## FONTE
• • • • •
ABEEólica
30 de novembro de 2020 Agência ABEEólica

A alfaiataria dos contratos para o mercado livre de energia (Valor Econômico)

O mercado livre para eólica passa por uma profunda transformação na forma de oferta de energia e da relação que se estabelece entre fornecedores e consumidores de energia. Tais avanços são grandes negócios de longo prazo, feitos como “alfaiataria”, a gosto do freguês e de suas necessidades. E é desse novo modelo que gostaria de tratar neste artigo.

 

Para entender como chegamos aqui, um breve histórico do mercado livre é necessário. Em 1995, a lei 9074 determinou que os consumidores acima de 3 MW poderiam escolher seu fornecedor, o que permitiu que, a partir de 2000, os primeiros contratos viessem a aparecer, surgindo também uma importante categoria de agentes, as comercializadoras, que hoje são mais de 370, de acordo com dados da CCEE. A Lei 9.427/1996, por sua vez, criou a categoria de consumidor especial, acima de 500 KW, que pode optar livremente pelo seu fornecedor de energia, desde que seja eólica, solar, PCH, biomassa ou resíduos sólidos. Ao ser regulamentada, 10 anos depois, pela Resolução Normativa 247/2006, o benefício do desconto nas tarifas na TUSD e TUST para esta categoria impulsionou o mercado. Em 2008, eram 194 consumidores especiais como agentes na CCEE, e hoje este número é de 7.000.

 

O cenário atual apresenta um mercado livre complexo, experiente e fascinante em soluções novas, com elevado grau de diferenciação de produtos e serviços. Numa trajetória irreversível de expansão, pavimentada por erros e acertos, o aprendizado e amadurecimento deste segmento vai ao encontro e, ao mesmo tempo determina, a necessária Modernização do Setor Elétrico. Destaca-se que, por força de regulamentação via portaria do MME, começou, no ano passado, a queda gradual do valor mínimo para que um consumidor seja classificado como livre, o que já vem ampliando este mercado consideravelmente, e continuará fazendo-o nos próximos anos. Também impulsionam o setor as mudanças feitas pelo BNDES nos últimos três anos para financiamentos de projetos de energia no mercado livre, dando aos investidores uma opção segura de funding com, por exemplo, garantias rolantes e outras características adaptadas para o tipo de negócio.

 

Outro ponto importante é que, em 2017, com projetos eólicos represados devido à ausência de leilões regulados por cerca de 24 meses, presenciamos uma mudança: além da queda dos custos e preços da fonte eólica, muitos dos vencedores dos leilões haviam viabilizado apenas parte dos seus contratos no ACR, deixando uma grande parte livre para negociações no mercado livre. Era como uma âncora, já que existia uma assimetria importante: projetos do ACR com prioridade para conseguir margem de escoamento de energia em relação aos do ACL. Com isso, eles garantiam, por meio dos leilões, sua conexão e podiam negociar direto com compradores. Com a queda de demanda neste ano de 2020, que levou ao cancelamento dos leilões, a problemática do ponto de conexão é menor, o que abre espaço para negociações de projetos eólicos na modalidade 100% dedicado ao mercado livre.
• • • • •
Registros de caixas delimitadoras
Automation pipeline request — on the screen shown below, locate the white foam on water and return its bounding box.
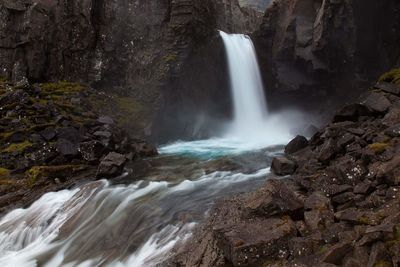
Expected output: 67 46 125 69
0 165 268 267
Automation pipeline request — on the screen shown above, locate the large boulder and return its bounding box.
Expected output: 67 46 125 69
333 104 369 122
245 179 303 217
364 93 391 113
215 218 297 266
375 82 400 95
96 152 126 178
271 157 297 176
285 135 308 154
318 138 339 163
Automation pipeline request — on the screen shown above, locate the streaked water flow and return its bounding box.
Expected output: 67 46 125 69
0 32 296 267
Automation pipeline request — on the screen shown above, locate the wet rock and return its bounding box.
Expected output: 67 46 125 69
337 133 355 148
304 191 331 210
244 179 303 220
97 116 114 125
131 142 158 157
57 126 80 143
39 127 57 141
285 135 308 154
79 141 105 162
8 132 26 143
375 82 400 95
289 237 321 258
377 155 400 185
215 218 297 266
353 180 373 195
385 124 400 138
96 152 126 178
335 208 382 225
332 192 355 204
364 93 391 113
347 128 365 136
333 104 369 122
0 90 28 106
367 242 391 267
271 157 297 176
56 139 78 156
382 107 400 127
318 139 339 162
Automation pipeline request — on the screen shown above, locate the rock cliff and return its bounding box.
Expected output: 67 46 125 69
166 69 400 267
254 0 400 113
0 0 261 141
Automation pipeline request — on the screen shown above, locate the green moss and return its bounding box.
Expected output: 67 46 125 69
3 141 32 153
26 165 82 187
114 97 143 126
379 68 400 84
368 143 389 154
0 168 10 178
40 81 85 95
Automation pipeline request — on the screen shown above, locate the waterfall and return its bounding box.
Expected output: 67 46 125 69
220 31 267 136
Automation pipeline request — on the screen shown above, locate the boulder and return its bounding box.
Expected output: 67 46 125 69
131 142 158 157
377 155 400 185
318 138 339 162
285 135 308 154
322 242 353 265
382 107 400 126
271 157 297 176
385 124 400 138
0 90 28 106
244 179 303 217
333 104 369 122
364 93 391 113
39 127 57 141
57 126 80 144
97 116 114 125
56 139 78 156
96 152 126 178
79 141 105 162
214 218 297 266
375 82 400 95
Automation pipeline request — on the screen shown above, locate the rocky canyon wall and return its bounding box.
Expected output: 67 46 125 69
0 0 261 142
254 0 400 114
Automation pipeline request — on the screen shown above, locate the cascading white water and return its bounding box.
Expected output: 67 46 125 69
220 31 267 138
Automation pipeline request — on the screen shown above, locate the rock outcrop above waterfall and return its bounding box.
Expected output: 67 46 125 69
0 78 157 213
253 0 400 110
0 0 262 141
170 69 400 267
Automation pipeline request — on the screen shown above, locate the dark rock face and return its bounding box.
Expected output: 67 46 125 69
0 79 157 213
96 152 126 178
271 157 296 175
285 135 308 154
254 0 400 110
171 75 400 267
0 0 262 141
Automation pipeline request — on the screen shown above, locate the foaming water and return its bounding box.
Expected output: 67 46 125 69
220 31 267 133
0 159 269 267
220 31 301 144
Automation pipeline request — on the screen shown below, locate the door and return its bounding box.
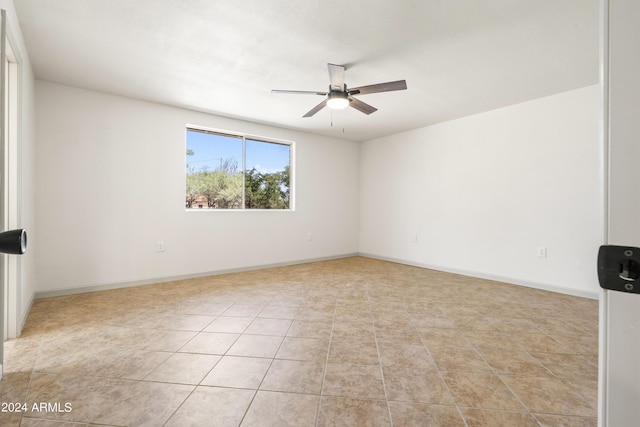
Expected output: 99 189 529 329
594 0 640 427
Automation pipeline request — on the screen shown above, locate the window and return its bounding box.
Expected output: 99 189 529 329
186 128 292 210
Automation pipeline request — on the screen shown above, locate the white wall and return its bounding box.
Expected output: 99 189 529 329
0 0 36 332
360 85 604 297
36 81 359 295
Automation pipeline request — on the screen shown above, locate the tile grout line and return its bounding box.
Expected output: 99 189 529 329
315 294 338 427
366 282 393 427
410 303 469 427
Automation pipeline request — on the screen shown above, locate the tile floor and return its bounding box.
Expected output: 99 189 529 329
0 257 598 427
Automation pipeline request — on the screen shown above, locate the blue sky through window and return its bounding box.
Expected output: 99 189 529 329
186 130 290 173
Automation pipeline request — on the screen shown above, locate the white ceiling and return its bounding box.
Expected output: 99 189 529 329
15 0 598 141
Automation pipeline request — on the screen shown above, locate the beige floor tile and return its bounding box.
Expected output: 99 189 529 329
260 359 324 394
327 336 379 366
276 337 329 363
389 402 465 427
245 317 293 337
417 328 473 348
204 316 254 334
144 353 221 385
287 320 332 340
502 376 597 417
429 346 492 372
531 353 598 381
460 408 538 427
201 356 271 389
27 373 194 426
316 396 390 427
129 329 198 352
509 332 572 353
383 367 453 405
481 350 551 377
322 363 385 399
222 304 264 317
0 257 598 427
378 342 434 369
442 371 525 411
165 387 255 427
176 301 231 316
180 332 240 354
242 390 320 427
534 414 598 427
258 304 299 320
19 417 96 427
227 334 284 358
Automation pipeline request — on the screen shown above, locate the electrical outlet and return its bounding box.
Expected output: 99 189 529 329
538 246 547 258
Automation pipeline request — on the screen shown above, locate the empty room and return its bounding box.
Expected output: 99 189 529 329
0 0 640 427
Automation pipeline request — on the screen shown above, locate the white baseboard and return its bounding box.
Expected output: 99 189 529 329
32 252 600 302
358 252 600 300
35 253 358 300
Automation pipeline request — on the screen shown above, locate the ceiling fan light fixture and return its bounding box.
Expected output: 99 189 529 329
327 92 349 110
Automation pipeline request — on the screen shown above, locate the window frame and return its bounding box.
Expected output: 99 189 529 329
184 124 296 212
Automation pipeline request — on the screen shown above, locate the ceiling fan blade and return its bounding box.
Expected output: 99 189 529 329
302 99 327 117
349 96 378 115
271 89 328 95
327 64 344 92
349 80 407 95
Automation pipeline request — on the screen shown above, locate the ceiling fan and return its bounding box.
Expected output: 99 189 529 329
271 64 407 117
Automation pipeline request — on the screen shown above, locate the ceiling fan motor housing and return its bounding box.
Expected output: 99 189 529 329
327 89 349 110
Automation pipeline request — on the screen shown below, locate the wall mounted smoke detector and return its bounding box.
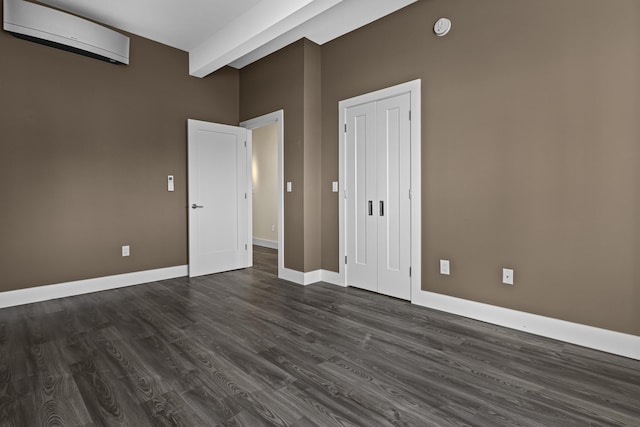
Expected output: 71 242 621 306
433 18 451 37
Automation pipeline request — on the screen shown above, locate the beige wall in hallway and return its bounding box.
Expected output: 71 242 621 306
251 123 278 242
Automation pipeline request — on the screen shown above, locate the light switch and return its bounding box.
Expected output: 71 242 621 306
502 268 513 285
440 259 451 276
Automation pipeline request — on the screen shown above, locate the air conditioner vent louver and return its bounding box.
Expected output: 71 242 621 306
3 0 129 64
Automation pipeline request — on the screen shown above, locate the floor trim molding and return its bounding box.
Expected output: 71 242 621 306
412 291 640 360
0 265 189 308
253 237 278 249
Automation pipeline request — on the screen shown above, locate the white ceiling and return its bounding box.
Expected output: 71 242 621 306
40 0 417 77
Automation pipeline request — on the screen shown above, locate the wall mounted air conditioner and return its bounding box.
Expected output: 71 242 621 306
4 0 129 64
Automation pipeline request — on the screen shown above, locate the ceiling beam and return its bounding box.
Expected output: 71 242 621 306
189 0 343 77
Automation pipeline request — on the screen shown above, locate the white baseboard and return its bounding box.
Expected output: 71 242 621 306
253 237 278 249
278 268 322 286
0 265 189 308
278 268 344 286
320 270 346 287
411 291 640 360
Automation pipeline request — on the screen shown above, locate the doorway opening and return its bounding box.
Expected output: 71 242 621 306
240 110 284 277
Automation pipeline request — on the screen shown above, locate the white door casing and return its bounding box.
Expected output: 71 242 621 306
338 80 422 299
188 119 253 277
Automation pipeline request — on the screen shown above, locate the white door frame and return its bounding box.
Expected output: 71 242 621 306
240 110 284 278
338 79 422 301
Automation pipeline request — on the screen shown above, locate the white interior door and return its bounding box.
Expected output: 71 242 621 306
188 120 253 277
376 93 411 300
345 93 411 299
346 102 378 291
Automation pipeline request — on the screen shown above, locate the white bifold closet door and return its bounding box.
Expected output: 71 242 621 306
345 93 411 300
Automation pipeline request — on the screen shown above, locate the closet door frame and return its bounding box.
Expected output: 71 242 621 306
338 79 422 301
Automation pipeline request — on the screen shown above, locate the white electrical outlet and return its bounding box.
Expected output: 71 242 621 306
440 259 451 276
502 268 513 285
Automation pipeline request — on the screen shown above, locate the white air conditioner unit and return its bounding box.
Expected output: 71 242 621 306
4 0 129 64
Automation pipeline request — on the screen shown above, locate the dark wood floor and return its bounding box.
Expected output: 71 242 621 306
0 247 640 427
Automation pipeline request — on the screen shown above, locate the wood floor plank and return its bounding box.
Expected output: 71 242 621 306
0 247 640 427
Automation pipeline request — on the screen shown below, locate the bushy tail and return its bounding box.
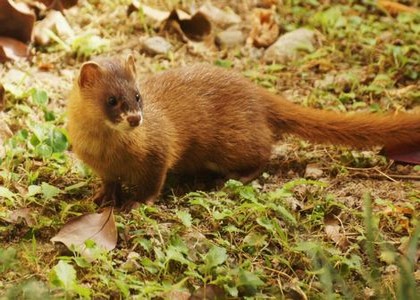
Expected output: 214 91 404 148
267 92 420 148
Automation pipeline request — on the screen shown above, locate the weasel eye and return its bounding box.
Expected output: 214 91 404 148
107 96 117 106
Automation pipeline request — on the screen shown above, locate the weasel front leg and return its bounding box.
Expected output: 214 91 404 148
121 169 167 212
92 180 121 206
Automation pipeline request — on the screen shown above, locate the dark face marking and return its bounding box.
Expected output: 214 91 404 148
79 60 143 130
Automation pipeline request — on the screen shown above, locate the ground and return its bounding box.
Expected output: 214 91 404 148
0 0 420 299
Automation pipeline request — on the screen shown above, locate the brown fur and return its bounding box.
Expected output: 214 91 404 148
68 55 420 206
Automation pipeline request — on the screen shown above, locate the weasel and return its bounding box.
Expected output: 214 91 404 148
68 56 420 209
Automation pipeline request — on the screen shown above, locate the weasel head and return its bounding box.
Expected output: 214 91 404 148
77 55 143 131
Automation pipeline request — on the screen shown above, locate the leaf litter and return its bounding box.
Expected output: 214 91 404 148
0 1 419 299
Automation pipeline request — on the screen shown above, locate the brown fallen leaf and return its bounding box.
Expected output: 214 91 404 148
198 2 242 28
324 214 349 250
0 83 6 111
0 36 29 62
0 0 35 43
0 0 35 63
249 8 280 47
376 0 418 16
161 290 191 300
4 208 35 227
51 207 117 257
127 0 170 22
34 11 74 45
161 10 211 41
38 0 77 11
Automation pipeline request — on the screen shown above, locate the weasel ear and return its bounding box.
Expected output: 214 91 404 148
125 54 136 76
79 61 102 88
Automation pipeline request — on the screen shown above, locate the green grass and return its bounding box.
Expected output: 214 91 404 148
0 1 420 299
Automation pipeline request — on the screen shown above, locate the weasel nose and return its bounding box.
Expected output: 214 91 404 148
127 115 141 127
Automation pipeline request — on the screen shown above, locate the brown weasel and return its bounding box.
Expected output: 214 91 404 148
68 56 420 204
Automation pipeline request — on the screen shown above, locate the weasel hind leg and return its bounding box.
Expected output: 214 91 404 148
92 181 122 206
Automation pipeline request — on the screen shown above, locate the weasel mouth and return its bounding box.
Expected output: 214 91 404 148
127 114 143 128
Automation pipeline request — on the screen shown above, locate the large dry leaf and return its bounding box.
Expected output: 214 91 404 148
127 0 211 42
0 82 6 111
249 8 280 47
34 11 74 45
127 0 170 22
324 214 349 250
0 36 29 62
377 0 418 15
0 0 35 63
0 0 35 43
198 3 242 27
38 0 77 11
51 207 117 257
161 10 211 41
• • • • •
## REQUISITOS DO EXERCÍCIO
A - Transforme em uma tabela Markdown, com as colunas Nº e Linha, o trecho das entradas de caixas delimitadoras que começa na linha que contém "switch and return its bounding box." e termina na linha que contém "189 0 343 77", incluindo ambas. Coloque o número da linha em Nº e a linha em Linha, e omita as linhas em branco.
B - Dê continuidade ao artigo sobre o mercado livre de energia eólica a partir do ponto em que ele termina.

## RESPOSTAS DAS TAREFAS
A -
| Nº | Linha |
|---|---|
| 1 | Automation pipeline request — on the screen shown above, locate the light switch and return its bounding box. |
| 2 | Expected output: 71 242 621 306 |
| 3 | 502 268 513 285 |
| 4 | 440 259 451 276 |
| 5 | Automation pipeline request — on the screen shown above, locate the air conditioner vent louver and return its bounding box. |
| 6 | Expected output: 71 242 621 306 |
| 7 | 3 0 129 64 |
| 8 | Automation pipeline request — on the screen shown above, locate the floor trim molding and return its bounding box. |
| 9 | Expected output: 71 242 621 306 |
| 10 | 412 291 640 360 |
| 11 | 0 265 189 308 |
| 12 | 253 237 278 249 |
| 13 | Automation pipeline request — on the screen shown above, locate the white ceiling and return its bounding box. |
| 14 | Expected output: 71 242 621 306 |
| 15 | 40 0 417 77 |
| 16 | Automation pipeline request — on the screen shown above, locate the wall mounted air conditioner and return its bounding box. |
| 17 | Expected output: 71 242 621 306 |
| 18 | 4 0 129 64 |
| 19 | Automation pipeline request — on the screen shown above, locate the ceiling beam and return its bounding box. |
| 20 | Expected output: 71 242 621 306 |
| 21 | 189 0 343 77 |

B -
Importante considerar que foram habilitados mais de 22 GW de projetos de eólicas no último leilão. A carteira de eólicas é muito grande. O que temos visto é que o mercado está encontrando novas e inventivas saídas para liberar toda essa potência. E essa criatividade será cada vez mais necessária, porque o curto e médio prazo nos apontam leilões regulados menores e com tendência a diminuir num futuro um pouco mais distante, uma vez que o movimento de abertura de mercado sustentado pela regulação, conforme destacado pela Portaria n° 465/2019 do MME e pela implementação da Modernização do Setor Elétrico em curso.

 

O que estamos vendo agora é que o gerador/comercializador está procurando direto os consumidores que têm possibilidade de serem livres, mas eles não chegam mais com opções prontas, apenas para serem adaptadas em relação ao consumo. O que eles fazem é criar um contrato que se encaixe no consumidor considerando características inovadoras, podendo incluir, por exemplo, parcerias para construção do parque eólico, possibilidade de se tornar proprietário em sociedade do parque, apenas desenvolvimento do projeto ou gestão e operação. A verdade, neste ponto, é que não sabemos exatamente os detalhes destes novos modelos, porque há um certo “segredo” de alfaiate aí. Insisto na metáfora “alfaiataria”, pois o mercado livre habitual é como uma loja de roupas prontas que se oferecem por variados tamanhos, mas “modelos” iguais, enquanto estes novos contratos são feitos unicamente sob medida, os ajustes vão sendo feitos meticulosamente e só servem para aquele consumidor.

 

Sem dúvida, dada a regulação atual, o mercado livre tem ainda um grande potencial de crescimento e que pode ser ainda mais expressivo com os avanços da modernização da legislação. Isso é algo concreto que estamos comprovando dia após dia, especialmente neste difícil ano de 2020 em que nossa criatividade tem sido posta à prova no comando de negócios, resultando em contratos inovadores, como os fechados recentemente com a Anglo American, Tivit, Vulcabrás Azaleia, Grupo Moura, Unipar Carbocloro, entre outros. Para que estes novos “alfaiates” dos ventos possam continuar a contribuir com o crescimento do mercado livre, é importante e necessária a mitigação e eliminação das assimetrias técnicas e regulatórias entre os ambientes de contratação – ACR e ACL- o que vem sendo muito bem encaminhado pelo governo, além do desenvolvimento de novos arranjos pelo mercado financeiro e de capitais, de forma que este passe a oferecer mais opções de funding, o que também me parece que caminha bem.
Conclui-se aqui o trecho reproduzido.